**Task inputs:**
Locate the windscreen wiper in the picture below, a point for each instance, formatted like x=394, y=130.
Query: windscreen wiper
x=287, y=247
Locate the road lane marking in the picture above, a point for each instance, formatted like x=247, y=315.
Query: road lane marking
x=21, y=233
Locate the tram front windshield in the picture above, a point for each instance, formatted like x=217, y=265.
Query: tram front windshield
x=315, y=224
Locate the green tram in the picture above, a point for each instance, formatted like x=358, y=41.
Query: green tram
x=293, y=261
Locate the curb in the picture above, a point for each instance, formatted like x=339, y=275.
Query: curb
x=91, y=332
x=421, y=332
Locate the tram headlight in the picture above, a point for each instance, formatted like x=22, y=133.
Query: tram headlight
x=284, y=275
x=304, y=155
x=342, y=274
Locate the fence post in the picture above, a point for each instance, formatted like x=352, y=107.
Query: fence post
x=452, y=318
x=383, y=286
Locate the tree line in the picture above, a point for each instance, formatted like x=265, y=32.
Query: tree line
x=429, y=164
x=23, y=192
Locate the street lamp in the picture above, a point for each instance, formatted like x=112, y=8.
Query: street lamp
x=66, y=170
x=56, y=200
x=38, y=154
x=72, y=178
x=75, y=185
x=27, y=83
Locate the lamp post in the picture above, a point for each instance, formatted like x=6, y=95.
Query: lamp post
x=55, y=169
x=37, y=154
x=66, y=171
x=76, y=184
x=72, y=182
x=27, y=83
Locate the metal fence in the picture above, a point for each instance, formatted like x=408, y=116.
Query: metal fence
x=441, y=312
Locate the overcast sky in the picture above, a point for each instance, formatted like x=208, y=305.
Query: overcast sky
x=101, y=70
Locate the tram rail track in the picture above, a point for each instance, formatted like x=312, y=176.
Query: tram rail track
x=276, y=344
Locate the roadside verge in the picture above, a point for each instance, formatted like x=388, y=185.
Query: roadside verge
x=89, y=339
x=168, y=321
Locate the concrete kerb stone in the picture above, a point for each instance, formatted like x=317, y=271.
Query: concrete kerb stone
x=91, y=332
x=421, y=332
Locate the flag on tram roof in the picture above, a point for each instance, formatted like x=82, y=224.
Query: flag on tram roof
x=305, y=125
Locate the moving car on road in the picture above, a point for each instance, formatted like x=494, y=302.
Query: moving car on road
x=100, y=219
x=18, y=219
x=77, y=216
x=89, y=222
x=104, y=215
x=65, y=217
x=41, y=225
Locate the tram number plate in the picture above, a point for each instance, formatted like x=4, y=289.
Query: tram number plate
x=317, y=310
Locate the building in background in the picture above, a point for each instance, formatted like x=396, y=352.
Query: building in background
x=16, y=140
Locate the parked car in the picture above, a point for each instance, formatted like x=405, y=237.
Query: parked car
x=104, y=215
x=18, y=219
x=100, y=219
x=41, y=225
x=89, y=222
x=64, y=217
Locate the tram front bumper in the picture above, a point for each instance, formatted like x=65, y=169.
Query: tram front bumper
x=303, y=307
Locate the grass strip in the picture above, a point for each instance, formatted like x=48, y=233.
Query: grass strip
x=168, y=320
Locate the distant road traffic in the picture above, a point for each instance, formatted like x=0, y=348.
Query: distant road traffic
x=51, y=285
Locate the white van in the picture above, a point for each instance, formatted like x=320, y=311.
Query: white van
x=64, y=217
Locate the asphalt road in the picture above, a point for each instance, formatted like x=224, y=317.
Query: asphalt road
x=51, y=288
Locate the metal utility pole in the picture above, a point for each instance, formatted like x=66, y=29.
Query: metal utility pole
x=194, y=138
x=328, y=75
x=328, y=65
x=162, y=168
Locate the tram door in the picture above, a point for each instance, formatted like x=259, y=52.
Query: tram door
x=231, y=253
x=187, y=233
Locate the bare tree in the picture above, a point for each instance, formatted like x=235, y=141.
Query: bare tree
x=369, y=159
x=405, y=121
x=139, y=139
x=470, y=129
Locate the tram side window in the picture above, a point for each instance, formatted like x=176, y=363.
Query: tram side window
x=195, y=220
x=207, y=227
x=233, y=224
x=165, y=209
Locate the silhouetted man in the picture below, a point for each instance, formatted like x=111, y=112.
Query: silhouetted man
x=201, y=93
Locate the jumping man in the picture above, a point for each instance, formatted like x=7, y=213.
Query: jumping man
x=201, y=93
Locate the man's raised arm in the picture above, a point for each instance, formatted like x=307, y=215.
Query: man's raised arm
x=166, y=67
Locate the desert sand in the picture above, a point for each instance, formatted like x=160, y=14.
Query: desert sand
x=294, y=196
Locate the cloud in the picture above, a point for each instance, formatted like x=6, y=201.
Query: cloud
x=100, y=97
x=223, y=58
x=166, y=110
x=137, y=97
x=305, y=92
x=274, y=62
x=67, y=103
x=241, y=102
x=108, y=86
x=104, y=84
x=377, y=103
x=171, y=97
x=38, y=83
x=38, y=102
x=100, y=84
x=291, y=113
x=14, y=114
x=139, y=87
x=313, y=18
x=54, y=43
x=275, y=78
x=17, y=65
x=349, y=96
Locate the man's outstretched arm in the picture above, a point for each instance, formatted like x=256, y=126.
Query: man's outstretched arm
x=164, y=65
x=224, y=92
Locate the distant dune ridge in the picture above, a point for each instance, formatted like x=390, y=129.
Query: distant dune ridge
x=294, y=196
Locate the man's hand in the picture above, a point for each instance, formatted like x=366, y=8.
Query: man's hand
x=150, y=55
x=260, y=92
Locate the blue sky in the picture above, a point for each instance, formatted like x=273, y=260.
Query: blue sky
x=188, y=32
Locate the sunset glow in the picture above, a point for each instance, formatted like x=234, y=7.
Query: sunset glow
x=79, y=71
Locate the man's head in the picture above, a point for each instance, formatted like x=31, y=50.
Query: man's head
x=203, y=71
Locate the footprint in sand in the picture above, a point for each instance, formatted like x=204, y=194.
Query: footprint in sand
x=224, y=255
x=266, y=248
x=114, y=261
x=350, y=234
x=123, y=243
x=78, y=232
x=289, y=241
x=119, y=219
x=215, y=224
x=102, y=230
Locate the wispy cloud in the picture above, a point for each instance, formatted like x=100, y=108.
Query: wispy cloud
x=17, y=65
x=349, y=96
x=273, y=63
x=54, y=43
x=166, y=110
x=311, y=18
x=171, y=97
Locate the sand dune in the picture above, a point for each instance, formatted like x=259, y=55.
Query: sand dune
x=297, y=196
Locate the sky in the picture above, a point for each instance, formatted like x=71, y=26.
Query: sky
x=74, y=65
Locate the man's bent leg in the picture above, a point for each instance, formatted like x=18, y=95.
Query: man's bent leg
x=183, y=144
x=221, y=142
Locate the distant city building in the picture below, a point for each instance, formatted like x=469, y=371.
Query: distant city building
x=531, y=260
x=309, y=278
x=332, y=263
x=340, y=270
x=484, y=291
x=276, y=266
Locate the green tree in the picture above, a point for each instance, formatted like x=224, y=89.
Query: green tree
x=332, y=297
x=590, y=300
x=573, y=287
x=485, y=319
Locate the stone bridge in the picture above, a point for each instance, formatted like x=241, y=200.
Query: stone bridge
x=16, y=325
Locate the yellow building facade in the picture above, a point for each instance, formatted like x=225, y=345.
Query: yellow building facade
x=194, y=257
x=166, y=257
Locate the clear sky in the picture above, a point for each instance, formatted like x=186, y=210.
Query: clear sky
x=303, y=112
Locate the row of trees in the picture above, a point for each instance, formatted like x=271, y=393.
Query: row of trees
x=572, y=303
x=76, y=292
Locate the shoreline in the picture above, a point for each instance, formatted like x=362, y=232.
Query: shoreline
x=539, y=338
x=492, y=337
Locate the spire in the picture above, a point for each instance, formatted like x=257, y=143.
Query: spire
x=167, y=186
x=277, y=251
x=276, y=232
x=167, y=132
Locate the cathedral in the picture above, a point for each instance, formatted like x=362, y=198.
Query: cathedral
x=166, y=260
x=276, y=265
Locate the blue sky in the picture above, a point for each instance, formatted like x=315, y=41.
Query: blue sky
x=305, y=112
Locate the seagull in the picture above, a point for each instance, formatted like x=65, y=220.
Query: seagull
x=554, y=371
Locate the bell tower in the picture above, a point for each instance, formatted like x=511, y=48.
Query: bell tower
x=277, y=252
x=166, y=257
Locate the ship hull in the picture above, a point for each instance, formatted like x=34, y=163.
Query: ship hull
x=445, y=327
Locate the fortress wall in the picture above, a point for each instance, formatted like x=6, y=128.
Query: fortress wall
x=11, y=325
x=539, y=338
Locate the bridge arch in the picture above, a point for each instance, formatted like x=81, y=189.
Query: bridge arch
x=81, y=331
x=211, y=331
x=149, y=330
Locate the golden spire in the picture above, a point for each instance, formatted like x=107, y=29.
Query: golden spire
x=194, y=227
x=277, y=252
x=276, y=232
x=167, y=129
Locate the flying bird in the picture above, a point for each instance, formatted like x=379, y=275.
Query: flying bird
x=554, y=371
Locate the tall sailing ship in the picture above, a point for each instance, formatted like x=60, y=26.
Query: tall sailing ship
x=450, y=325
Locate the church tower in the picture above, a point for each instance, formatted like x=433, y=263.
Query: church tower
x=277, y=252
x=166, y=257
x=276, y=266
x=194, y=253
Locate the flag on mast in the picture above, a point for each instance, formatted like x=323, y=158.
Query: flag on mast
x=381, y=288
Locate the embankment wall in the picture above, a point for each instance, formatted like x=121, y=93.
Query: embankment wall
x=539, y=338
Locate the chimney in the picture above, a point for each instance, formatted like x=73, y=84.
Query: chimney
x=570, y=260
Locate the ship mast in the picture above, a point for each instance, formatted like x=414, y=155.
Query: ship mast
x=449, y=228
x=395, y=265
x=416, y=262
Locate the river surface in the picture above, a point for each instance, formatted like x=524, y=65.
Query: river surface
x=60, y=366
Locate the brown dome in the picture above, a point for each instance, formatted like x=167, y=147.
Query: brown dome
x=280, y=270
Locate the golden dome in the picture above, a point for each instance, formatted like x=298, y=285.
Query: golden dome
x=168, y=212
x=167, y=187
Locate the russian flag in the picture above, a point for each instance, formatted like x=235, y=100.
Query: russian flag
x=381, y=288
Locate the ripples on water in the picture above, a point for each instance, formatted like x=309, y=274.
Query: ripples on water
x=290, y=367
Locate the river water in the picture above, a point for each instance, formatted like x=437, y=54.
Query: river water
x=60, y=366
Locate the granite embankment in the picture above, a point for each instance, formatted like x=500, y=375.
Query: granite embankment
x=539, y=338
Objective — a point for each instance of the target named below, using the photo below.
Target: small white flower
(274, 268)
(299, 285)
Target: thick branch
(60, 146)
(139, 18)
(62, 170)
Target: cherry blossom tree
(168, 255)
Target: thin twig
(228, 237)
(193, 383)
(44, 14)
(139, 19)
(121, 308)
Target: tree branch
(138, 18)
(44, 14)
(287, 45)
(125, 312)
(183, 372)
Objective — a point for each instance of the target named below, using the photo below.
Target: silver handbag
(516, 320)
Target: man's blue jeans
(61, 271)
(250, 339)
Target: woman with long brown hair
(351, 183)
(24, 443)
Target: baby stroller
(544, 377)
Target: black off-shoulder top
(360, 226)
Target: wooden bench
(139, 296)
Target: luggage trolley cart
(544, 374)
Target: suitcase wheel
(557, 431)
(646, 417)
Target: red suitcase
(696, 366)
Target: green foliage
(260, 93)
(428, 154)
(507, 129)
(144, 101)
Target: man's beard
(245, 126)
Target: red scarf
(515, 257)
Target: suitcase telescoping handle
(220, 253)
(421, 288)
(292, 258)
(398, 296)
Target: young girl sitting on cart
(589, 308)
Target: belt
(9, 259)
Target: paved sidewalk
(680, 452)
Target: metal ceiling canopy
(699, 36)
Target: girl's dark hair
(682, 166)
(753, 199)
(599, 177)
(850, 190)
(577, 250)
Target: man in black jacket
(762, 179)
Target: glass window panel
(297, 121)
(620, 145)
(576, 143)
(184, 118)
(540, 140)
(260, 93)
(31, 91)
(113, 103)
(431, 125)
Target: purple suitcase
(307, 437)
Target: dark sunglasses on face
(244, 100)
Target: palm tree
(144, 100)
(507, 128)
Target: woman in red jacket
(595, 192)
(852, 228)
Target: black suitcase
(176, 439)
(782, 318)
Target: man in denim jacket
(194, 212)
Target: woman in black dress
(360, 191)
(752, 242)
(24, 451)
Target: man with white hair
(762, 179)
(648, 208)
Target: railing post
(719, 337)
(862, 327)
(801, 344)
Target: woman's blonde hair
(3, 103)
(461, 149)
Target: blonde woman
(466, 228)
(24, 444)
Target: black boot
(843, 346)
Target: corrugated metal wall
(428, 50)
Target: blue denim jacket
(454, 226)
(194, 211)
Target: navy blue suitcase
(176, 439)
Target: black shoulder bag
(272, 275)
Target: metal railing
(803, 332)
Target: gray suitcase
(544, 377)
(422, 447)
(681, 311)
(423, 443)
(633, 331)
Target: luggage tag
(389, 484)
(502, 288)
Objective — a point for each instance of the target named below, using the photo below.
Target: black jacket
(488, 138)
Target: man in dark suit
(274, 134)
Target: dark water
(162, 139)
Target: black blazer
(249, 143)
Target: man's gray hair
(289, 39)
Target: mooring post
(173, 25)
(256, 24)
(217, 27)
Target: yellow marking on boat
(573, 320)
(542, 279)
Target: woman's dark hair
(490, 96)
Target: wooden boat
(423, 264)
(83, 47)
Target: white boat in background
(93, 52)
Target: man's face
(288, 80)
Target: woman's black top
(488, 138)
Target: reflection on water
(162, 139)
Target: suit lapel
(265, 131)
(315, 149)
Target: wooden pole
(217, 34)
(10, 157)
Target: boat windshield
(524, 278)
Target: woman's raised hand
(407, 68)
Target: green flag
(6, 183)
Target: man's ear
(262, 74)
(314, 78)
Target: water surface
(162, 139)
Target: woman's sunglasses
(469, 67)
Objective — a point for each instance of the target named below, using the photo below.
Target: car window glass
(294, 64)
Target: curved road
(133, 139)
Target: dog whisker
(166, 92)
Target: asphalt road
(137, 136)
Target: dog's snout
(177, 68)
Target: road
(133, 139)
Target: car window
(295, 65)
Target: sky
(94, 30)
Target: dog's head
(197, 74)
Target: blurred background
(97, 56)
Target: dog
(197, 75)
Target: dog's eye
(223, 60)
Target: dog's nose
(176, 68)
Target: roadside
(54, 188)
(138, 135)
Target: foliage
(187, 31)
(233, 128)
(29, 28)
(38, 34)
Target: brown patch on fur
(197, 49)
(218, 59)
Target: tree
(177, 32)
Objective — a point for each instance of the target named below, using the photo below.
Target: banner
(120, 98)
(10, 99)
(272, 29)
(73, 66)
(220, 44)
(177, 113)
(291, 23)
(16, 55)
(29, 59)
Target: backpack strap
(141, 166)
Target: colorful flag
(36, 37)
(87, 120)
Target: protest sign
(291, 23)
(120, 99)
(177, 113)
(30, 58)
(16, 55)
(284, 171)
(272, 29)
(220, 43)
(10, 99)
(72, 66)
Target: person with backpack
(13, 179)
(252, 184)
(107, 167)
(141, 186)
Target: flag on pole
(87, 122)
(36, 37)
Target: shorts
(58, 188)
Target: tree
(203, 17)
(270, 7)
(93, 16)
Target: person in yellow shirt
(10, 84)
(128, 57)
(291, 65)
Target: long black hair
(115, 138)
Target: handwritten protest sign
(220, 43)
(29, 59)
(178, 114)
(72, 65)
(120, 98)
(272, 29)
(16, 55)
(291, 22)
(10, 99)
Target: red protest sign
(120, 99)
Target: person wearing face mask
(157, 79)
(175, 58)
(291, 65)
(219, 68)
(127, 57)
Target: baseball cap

**Problem requirements:** Reproduce exactly, and only, the lines from the start of the entries through the one that contains "Locate the lamp".

**Result of this task:**
Locate the windscreen wiper in the picture below, a point for each instance, formatted like x=394, y=130.
Query: windscreen wiper
x=287, y=247
Locate the road lane marking in the picture above, a point for each instance, formatted like x=247, y=315.
Query: road lane marking
x=21, y=233
Locate the tram front windshield in the picture above, a point for each instance, formatted like x=217, y=265.
Query: tram front windshield
x=315, y=224
Locate the green tram in the picture above, a point for each instance, formatted like x=358, y=41.
Query: green tram
x=293, y=261
Locate the curb in the picture above, a point for each instance, formatted like x=339, y=275.
Query: curb
x=91, y=332
x=421, y=332
Locate the tram headlight in the picture above, a point for each instance, formatted like x=22, y=133.
Query: tram headlight
x=284, y=275
x=304, y=155
x=342, y=274
Locate the fence post in the picture above, a point for each instance, formatted like x=352, y=107.
Query: fence post
x=452, y=318
x=383, y=286
Locate the tree line in the picture above, a point for each instance, formatted like x=265, y=32.
Query: tree line
x=429, y=164
x=23, y=192
Locate the street lamp in the picture above, a point for each instance, formatted like x=112, y=8.
Query: street lamp
x=66, y=170
x=56, y=200
x=38, y=154
x=72, y=178
x=75, y=185
x=27, y=83
Locate the lamp post in the picture above, a point for each instance, formatted like x=6, y=95.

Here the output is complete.